** START OF Supplied passage **

The AQB’s controversial bachelor’s degree requirement, which took effect on January 1, 2015, has been hotly debated by appraisers and stakeholders on both sides of the issue. Many appraisers complain of being unable to advance in the profession with no time, opportunity or resources to return to school and earn a four year degree. On the other hand, many appraisers argue the college requirement encourages professionalism.

Degree Alternatives
The AQB is proposing two alternative tracks that will allow Licensed Residential appraisers to earn a Certified Residential license without a college degree.

According to the AQB, it wants to create a “consistent, measurable method” that will ensure Certified Residential candidates have acquired analytical, mathematical, and written communication skills. The first alternative to a four-year degree is for an appraiser to pass a series of College-Level Examination Program (CLEP) exams. The specific subject areas to be covered in the CLEP exams include: (1) College Algebra, (2) College Composition, (3) Principles of Macroeconomics, (4) Principles of Microeconomics, and (5) Introductory Business Law.

** END OF Supplied passage **
** START OF Given information **

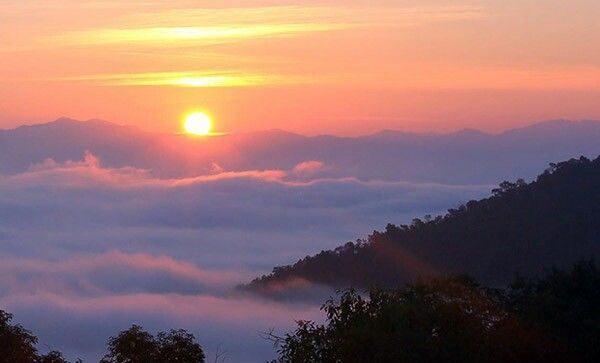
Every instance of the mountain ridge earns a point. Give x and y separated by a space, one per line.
522 228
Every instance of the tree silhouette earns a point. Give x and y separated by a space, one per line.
17 344
454 320
523 227
135 345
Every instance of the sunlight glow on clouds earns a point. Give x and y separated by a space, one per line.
183 79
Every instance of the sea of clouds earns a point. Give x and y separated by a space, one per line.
87 250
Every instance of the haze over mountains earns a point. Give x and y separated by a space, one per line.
464 157
522 228
103 225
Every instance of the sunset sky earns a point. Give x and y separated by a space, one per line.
341 67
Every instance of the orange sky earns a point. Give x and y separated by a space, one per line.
343 67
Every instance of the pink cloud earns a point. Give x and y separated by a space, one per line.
308 166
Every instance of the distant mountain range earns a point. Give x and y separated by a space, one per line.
466 156
523 228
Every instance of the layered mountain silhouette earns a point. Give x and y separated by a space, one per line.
522 228
466 156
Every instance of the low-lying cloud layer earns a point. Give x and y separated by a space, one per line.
87 250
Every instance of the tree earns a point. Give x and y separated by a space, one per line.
179 346
17 344
445 320
135 345
52 357
564 304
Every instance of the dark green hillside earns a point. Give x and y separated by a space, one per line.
522 227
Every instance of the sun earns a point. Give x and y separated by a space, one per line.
197 123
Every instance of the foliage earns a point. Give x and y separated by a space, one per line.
17 344
554 319
523 227
135 345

** END OF Given information **

> [Written task A] Please reproduce the passage on the AQB degree requirement, starting with "The AQB’s controversial" and going on through "requirement encourages professionalism.", swapping "hotly debated" for "fiercely debated".
> [Written task B]
Answer these from the passage on the AQB degree requirement:
(i) On what date did the bachelor's degree requirement take effect?
(ii) How many alternative tracks is the AQB proposing?
(iii) What is the full name of the exam program behind the CLEP exams?
The material plays no part in what follows.

> [Complete output A]
The AQB’s controversial bachelor’s degree requirement, which took effect on January 1, 2015, has been fiercely debated by appraisers and stakeholders on both sides of the issue. Many appraisers complain of being unable to advance in the profession with no time, opportunity or resources to return to school and earn a four year degree. On the other hand, many appraisers argue the college requirement encourages professionalism.

> [Complete output B]
(i) January 1, 2015
(ii) Two
(iii) College-Level Examination Program